▸ **Aim of the task**
In the material below, copy word for word every line from the one containing "Mark one point on every instance of the still" through the one containing "pixel 371 219", including both of those lines.

┌─ Extracted data

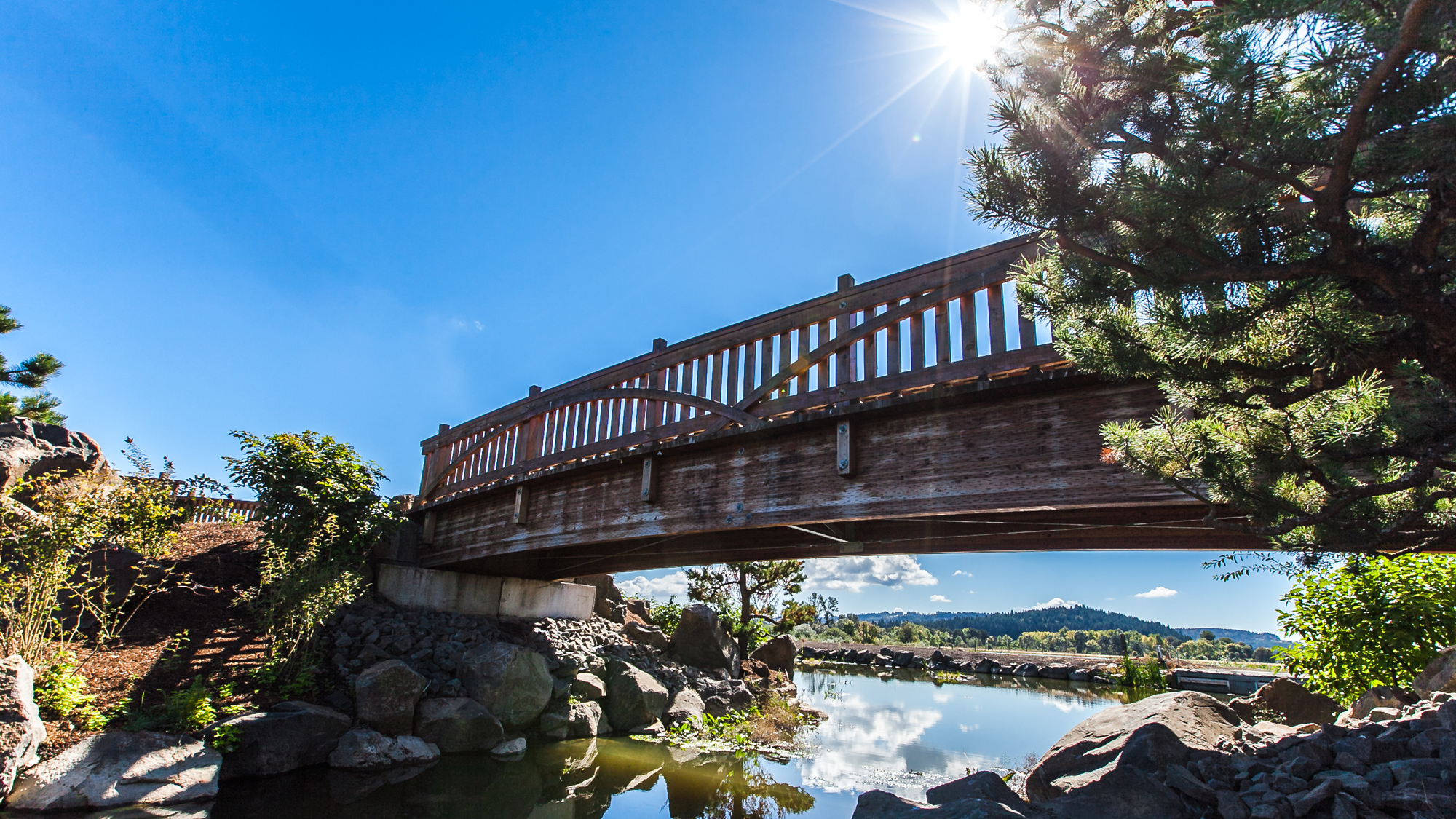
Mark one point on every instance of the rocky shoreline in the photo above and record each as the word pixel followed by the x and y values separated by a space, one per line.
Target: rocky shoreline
pixel 414 684
pixel 1279 753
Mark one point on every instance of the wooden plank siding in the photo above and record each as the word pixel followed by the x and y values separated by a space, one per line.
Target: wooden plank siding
pixel 544 430
pixel 954 451
pixel 1030 446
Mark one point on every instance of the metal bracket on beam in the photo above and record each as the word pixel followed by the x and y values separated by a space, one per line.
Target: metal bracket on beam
pixel 523 505
pixel 845 452
pixel 650 478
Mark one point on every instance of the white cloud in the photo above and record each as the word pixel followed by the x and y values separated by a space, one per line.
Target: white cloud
pixel 1056 604
pixel 1158 592
pixel 660 587
pixel 854 573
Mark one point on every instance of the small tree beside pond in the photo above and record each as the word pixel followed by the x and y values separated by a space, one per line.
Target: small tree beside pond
pixel 1374 621
pixel 749 593
pixel 323 515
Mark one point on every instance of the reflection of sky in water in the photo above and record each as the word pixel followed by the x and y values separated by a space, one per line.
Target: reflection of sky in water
pixel 899 735
pixel 906 736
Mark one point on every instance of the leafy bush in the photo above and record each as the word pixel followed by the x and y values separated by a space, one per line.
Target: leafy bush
pixel 60 691
pixel 666 615
pixel 1147 673
pixel 1375 621
pixel 321 516
pixel 62 542
pixel 191 708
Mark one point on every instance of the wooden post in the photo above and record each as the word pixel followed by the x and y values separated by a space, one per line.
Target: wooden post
pixel 997 318
pixel 523 505
pixel 845 452
pixel 943 334
pixel 969 327
pixel 650 478
pixel 917 341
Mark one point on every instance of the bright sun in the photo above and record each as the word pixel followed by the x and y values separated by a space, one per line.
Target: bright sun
pixel 969 36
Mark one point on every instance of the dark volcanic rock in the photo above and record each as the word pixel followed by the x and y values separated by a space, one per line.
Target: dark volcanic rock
pixel 701 640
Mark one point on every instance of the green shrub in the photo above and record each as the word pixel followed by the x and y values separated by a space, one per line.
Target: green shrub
pixel 323 515
pixel 1375 621
pixel 191 708
pixel 666 615
pixel 62 688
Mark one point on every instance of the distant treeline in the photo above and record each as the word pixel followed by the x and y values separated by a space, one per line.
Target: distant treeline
pixel 1013 624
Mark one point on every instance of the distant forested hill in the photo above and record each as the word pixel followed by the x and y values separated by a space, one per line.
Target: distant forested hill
pixel 1253 638
pixel 1013 624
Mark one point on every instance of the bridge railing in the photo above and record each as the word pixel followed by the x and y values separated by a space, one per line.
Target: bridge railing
pixel 943 323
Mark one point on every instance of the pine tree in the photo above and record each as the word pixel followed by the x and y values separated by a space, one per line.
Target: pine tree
pixel 1253 205
pixel 33 373
pixel 749 589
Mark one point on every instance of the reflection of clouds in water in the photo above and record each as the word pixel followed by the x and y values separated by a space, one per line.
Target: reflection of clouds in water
pixel 864 746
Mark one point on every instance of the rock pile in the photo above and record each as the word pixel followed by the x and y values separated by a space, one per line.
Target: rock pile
pixel 1184 755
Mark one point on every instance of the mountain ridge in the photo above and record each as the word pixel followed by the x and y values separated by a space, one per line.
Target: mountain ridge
pixel 1013 624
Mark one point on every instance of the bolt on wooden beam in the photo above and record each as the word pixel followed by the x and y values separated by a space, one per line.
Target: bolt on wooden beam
pixel 650 478
pixel 523 503
pixel 845 452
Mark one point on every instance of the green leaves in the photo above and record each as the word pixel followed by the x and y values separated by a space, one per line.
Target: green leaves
pixel 1371 622
pixel 33 373
pixel 321 515
pixel 1253 205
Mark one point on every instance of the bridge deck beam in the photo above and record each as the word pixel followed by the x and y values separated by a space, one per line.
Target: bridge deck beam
pixel 976 470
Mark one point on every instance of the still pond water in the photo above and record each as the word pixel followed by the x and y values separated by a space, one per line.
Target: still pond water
pixel 901 733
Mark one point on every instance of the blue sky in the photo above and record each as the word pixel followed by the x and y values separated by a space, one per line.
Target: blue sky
pixel 371 219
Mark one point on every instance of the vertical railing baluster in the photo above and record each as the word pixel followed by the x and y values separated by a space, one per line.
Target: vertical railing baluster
pixel 997 318
pixel 968 327
pixel 943 334
pixel 918 340
pixel 822 368
pixel 895 350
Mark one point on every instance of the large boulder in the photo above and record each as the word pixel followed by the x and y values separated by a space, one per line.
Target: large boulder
pixel 701 640
pixel 1106 765
pixel 21 727
pixel 882 804
pixel 116 768
pixel 982 784
pixel 385 697
pixel 778 654
pixel 586 720
pixel 456 724
pixel 587 685
pixel 724 695
pixel 365 749
pixel 512 682
pixel 30 449
pixel 1439 675
pixel 1378 697
pixel 687 705
pixel 647 634
pixel 634 697
pixel 1286 701
pixel 290 736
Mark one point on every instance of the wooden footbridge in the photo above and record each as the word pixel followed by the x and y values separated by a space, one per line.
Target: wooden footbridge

└─

▸ **Complete response**
Mark one point on every instance of the still pond water in the photo above and record each as the word pixel followed by the x and y values separated by a space, one per line.
Target: still pond water
pixel 901 733
Mark one point on every instance of the blue sky in the photo above and record each as the word pixel followed by the x and y values separated by a space, one per line.
Target: blue sky
pixel 371 219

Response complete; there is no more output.